Copy the records word for word, from their first line through the line containing "x=406 y=464", with both of those lines included.

start

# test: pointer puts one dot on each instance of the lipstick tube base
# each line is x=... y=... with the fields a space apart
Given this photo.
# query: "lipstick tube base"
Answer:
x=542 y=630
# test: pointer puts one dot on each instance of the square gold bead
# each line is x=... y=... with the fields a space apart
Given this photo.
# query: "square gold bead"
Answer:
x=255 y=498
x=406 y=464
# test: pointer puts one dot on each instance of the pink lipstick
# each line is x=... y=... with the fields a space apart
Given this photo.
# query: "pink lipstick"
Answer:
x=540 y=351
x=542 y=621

end

§ Written reply:
# test: pointer puts one dot on each instance of the lipstick tube base
# each line is x=... y=... with the fields a space apart
Given this photo.
# query: "lipstick tube base"
Answer:
x=542 y=630
# test: pointer puts one dot on each instance of the square gold bead
# each line is x=... y=... with the fields a space apart
Given this photo.
# query: "square gold bead"
Answer:
x=255 y=498
x=406 y=464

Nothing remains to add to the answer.